▶ **Goal**:
Return every line of the records that contains the string "beam".

▶ **Record extracts**:
┌──

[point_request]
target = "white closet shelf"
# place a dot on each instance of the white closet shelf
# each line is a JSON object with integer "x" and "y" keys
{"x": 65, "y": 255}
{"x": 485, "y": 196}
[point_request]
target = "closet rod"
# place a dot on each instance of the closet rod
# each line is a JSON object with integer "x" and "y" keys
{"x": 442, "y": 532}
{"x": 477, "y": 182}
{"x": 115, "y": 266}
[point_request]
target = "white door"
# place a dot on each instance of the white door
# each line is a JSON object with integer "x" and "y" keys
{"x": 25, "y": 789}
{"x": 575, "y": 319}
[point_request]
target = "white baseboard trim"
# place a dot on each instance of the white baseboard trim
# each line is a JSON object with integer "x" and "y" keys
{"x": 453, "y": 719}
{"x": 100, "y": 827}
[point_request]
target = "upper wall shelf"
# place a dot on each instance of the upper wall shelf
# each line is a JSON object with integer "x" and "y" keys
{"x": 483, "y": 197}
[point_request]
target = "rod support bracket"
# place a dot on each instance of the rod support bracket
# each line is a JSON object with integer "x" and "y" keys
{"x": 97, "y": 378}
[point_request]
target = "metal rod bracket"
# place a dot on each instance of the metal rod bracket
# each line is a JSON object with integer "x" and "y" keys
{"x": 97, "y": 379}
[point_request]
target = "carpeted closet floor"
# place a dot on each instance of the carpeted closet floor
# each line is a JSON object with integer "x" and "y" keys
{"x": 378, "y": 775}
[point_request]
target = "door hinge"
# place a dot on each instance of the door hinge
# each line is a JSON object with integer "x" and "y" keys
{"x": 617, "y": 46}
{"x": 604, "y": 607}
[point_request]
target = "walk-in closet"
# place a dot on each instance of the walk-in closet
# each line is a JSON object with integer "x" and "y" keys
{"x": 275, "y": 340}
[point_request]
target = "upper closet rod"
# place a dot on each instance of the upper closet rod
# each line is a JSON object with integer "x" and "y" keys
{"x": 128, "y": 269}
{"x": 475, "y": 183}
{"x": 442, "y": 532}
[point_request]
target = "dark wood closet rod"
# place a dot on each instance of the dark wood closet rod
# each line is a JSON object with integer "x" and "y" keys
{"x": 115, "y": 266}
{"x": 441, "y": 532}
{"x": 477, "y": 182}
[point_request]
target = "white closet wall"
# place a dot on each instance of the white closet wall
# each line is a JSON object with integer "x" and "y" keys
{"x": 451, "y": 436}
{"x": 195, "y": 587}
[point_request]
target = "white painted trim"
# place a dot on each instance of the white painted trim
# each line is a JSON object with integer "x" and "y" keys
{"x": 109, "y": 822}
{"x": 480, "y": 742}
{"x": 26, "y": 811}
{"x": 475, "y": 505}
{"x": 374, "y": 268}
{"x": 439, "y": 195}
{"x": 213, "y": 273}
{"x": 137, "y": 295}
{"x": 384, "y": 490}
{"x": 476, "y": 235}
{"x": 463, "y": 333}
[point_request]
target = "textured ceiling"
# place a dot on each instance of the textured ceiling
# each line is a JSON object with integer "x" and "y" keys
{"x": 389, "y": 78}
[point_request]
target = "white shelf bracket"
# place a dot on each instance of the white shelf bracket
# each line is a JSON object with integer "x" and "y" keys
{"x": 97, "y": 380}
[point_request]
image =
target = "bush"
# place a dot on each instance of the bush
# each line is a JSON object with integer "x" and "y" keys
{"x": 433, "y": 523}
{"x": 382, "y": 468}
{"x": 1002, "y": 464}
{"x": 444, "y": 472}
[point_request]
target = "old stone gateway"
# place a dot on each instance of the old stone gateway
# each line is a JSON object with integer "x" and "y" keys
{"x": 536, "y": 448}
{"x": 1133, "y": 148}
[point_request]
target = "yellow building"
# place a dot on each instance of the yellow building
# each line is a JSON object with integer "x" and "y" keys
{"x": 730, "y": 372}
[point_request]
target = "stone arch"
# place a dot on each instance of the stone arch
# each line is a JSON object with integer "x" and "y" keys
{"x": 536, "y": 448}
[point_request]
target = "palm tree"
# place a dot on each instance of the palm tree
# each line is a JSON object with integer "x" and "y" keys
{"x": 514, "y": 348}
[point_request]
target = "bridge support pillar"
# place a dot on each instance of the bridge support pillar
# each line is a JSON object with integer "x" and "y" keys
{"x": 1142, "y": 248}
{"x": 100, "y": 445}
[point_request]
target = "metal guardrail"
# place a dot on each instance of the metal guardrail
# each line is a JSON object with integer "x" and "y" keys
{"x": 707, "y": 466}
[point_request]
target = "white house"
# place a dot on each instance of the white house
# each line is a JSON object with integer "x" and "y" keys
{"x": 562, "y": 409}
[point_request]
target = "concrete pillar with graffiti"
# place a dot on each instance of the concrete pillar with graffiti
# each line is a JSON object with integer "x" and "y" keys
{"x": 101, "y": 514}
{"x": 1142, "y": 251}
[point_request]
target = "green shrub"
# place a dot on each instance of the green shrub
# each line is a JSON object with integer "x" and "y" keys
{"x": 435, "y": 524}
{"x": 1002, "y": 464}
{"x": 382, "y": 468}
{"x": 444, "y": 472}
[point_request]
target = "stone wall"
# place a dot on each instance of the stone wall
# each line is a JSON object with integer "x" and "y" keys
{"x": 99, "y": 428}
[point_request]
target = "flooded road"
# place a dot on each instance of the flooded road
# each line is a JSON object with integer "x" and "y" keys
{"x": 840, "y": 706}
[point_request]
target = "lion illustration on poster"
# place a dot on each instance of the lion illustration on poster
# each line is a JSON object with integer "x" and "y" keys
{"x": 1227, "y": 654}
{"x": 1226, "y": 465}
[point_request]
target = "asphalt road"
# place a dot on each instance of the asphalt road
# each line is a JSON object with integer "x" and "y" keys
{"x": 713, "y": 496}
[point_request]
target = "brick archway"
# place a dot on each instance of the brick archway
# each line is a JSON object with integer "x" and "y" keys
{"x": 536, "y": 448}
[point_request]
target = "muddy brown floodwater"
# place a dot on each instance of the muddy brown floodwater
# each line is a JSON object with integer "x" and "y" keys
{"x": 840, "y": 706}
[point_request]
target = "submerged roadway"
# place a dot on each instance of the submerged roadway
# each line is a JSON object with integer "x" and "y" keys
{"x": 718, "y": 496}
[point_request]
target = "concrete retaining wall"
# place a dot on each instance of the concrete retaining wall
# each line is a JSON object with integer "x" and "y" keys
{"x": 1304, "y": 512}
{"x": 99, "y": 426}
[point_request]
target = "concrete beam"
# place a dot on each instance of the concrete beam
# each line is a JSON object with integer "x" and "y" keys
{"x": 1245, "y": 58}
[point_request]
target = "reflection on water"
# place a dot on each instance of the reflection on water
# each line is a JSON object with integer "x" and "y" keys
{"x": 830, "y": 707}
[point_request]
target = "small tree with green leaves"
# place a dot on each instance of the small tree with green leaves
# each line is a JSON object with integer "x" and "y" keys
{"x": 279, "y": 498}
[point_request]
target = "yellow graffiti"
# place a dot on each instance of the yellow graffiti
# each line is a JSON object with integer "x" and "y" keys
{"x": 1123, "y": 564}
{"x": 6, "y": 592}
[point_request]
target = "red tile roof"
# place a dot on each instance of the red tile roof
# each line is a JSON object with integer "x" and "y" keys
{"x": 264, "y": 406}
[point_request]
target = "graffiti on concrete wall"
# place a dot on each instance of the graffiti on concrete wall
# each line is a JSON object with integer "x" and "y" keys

└──

▶ **Result below**:
target = "concrete beam"
# place a dot on each instance of the concrete beam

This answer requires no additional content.